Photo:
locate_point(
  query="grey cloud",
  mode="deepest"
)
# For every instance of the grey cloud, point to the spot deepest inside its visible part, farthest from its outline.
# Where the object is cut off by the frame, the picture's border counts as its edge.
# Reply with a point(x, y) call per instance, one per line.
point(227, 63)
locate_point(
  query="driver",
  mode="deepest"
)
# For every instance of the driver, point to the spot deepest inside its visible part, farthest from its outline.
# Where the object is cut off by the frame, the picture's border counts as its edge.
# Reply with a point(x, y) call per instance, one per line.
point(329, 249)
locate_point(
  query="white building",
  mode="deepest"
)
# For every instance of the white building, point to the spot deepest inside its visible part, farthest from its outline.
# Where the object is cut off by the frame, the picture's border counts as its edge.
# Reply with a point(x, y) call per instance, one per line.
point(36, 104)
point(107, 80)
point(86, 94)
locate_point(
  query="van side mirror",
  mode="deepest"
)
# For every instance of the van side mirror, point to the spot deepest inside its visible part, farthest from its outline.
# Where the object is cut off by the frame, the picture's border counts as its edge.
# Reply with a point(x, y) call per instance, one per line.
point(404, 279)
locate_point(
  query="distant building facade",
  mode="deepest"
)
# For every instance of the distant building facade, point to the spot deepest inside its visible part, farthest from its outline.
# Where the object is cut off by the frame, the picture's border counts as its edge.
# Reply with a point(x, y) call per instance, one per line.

◇ ◇ ◇ ◇ ◇ ◇ ◇

Reproduce all of the records above word for word, keeping every line unchanged.

## TASK ANSWER
Photo:
locate_point(
  query="grey cloud",
  mode="deepest"
)
# For every instance of the grey cloud, point to the spot deepest inside its visible part, farthest from its outline.
# Where the object is cut off by the frame, the picture's border counts as its edge.
# Reply with a point(x, y) call per instance, one per line.
point(227, 63)
locate_point(
  query="driver",
  mode="deepest"
)
# For every instance of the driver, point to the spot deepest inside its visible part, farthest from its outline.
# Where the object is cut off by the frame, the picture's border counts as its edge.
# Reply with a point(x, y) call per instance, one per line.
point(329, 249)
locate_point(
  query="white building",
  mode="deepest"
)
# For every instance of the white building, point to the spot deepest inside its visible part, farthest from its outline.
# Where the object is cut off by the frame, the picture's border counts as its edge.
# Reply with a point(x, y) call per instance, one per line.
point(36, 104)
point(107, 80)
point(86, 94)
locate_point(
  query="van side mirror",
  mode="deepest"
)
# For every instance of the van side mirror, point to the spot deepest inside its visible part, farthest from its outline.
# Where the object is cut off by the frame, the picture's border counts as its edge.
# Reply with a point(x, y) call per instance, one per line.
point(404, 279)
locate_point(
  query="distant building facade",
  mode="deepest"
)
# For every instance of the distant building facade, point to the spot deepest inside its visible part, farthest from its outline.
# Where the object is cut off by the frame, the picture's border counts as its edge.
# Reply with a point(x, y) call per instance, one per line.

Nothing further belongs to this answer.